**WORK ORDER 1**
Answer these about the personal account of heart complaints, one line each:
(a) In what month and year was the writer first hospitalized on the Urgent Cardiac Care ward?
(b) How many years earlier had the writer had a pulmonary embolism?
(c) What did the cardiologist say the complaints could be related to?
**WORK ORDER 2**
Write the next part of the personal account of heart complaints, picking up right after its last sentence.

**EXCERPTED PASSAGE**
-*-

In November of 2018, I was hospitalized for the first time on the Urgent Cardiac Care ward. When I got up I felt tremendous pressure on the chest, was completely clammy, had two tired arms and was sick as a dog. Before this I had been struggling with my health for over a month. I was also very tired for a long time and did not really ever recharge. A month before I ended up on the Urgent Cardiac Care ward I had a respiratory infection; when that was gone I got pressure on the chest / pain and I became short of breath from even very light exertion. I didn’t understand … and how do you explain that to the doctor? I already had the feeling that it had to be related to my heart. My family is familiar with cardiovascular disease. And that was one of the reasons why it could be my heart. But the GP responded “do you think you have now had a heart attack, because then you would not be sitting here like this.” Nevertheless at my urging they agreed to order an ECG. When leaving the room, the doctor said … “you have possibly had it, but now you can withstand the winter again”. With that she was referring to the fact that it was just simply going to have to ride it out.

The next day I came for the ECG, but I was a wreck. The doctor thought it was irresponsible to make an ECG with exertion. She said with your history (6 years ago I had pulmonary embolism) it could be a pulmonary embolism. This was checked through blood work and luckily nothing turned up. Because I work in the hospital and I did not get any further with my GP, I contacted the pulmonologist who had treated me for pulmonary embolism and pneumonia in the past. He then did a chronic hyperventilation test to be sure. He concluded that I was slightly hyperventilated, but it had to be due to an underlying ailment. He went to refer me to the cardiologist but before I was called up I was back on the Urgent Cardiac Care ward. They got blood work done and I got nitro spray for under the tongue. After a while I felt some improvement, but was exhausted again. There was nothing to be seen in the blood and on the ECG. The cardiologist said at the time that it could be related to the small blood vessels of the heart. I received appointments for a CT scan and an ultrasound of the heart. A few days before the examinations were to take place I was again on the Urgent Cardiac Care ward. I felt bad and the pressure on the chest did not diminish. This time too the blood work and ECG looked good and I was sent home. A few days later I got the exams and the cardiologist explained that my large coronary arteries were clean and the ultrasound looked good. This was of course very reassuring, but on the other hand, it also caused a lot of uncertainty. The cardiologist referred me to a cardiologist with more knowledge of the woman’s heart. Just before Christmas of 2018 I felt a lot of pain on the right side of my chest; this was new… it didn’t subside after rest like the other complaints I had (pressure / pain) chest, shortness of breath, pressure between the shoulder blades, pain in the neck, shoulder). To be on the safe side, I was sent to the Urgent Cardiac Care ward by the GP, but even now nothing came out of the tests.

-*-

**DATA RECORDS**
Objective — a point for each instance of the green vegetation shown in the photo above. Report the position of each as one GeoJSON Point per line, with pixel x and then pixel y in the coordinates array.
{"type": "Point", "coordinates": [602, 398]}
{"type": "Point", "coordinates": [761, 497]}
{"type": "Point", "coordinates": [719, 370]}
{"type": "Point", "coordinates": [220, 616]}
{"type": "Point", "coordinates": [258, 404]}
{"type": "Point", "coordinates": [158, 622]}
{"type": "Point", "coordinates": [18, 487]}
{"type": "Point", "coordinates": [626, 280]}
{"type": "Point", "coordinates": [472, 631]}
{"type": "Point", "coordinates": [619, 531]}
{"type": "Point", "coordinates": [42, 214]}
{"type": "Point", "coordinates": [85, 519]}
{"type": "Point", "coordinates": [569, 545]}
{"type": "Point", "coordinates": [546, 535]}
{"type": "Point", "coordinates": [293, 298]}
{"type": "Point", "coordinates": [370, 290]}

-*-

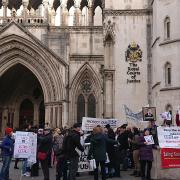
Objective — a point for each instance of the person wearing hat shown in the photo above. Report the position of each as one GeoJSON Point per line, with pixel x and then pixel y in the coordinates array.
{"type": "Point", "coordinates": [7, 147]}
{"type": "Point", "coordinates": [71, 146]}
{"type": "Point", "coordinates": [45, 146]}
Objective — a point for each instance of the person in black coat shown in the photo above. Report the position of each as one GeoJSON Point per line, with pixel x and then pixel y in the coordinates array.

-*-

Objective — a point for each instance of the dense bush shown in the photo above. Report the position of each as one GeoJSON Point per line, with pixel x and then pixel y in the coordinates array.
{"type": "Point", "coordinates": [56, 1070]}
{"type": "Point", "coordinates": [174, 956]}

-*-

**EXERCISE ANSWER 1**
(a) November 2018
(b) Six years
(c) The small blood vessels of the heart

**EXERCISE ANSWER 2**
I was so relieved that on New Year’s Eve I finally had an appointment in another hospital with a cardiologist who knew the woman’s heart. Through her I received losartan (blood pressure medication) and had an MRI with adenosine (blood flow measurement). When nothing came out of this, my heart really sank. We have decided after consultation to have my lungs checked anyway, to rule out that something is wrong with this. No sooner said than done. Had all kinds of lung function tests and a CT scan to examine my pulmonary veins. It could have been because of the pulmonary embolism I’ve had, that a little clot got stuck. At some point, you just hope that something comes out of it all, no matter what. You just want a diagnosis. My gut feeling said that nothing would come out of this, but that the small vessels of the heart had to be examined. The lung specialist indicated that my lungs were functioning excellently, but that did not explain why I was standing completely out of breath at the top of the stairs.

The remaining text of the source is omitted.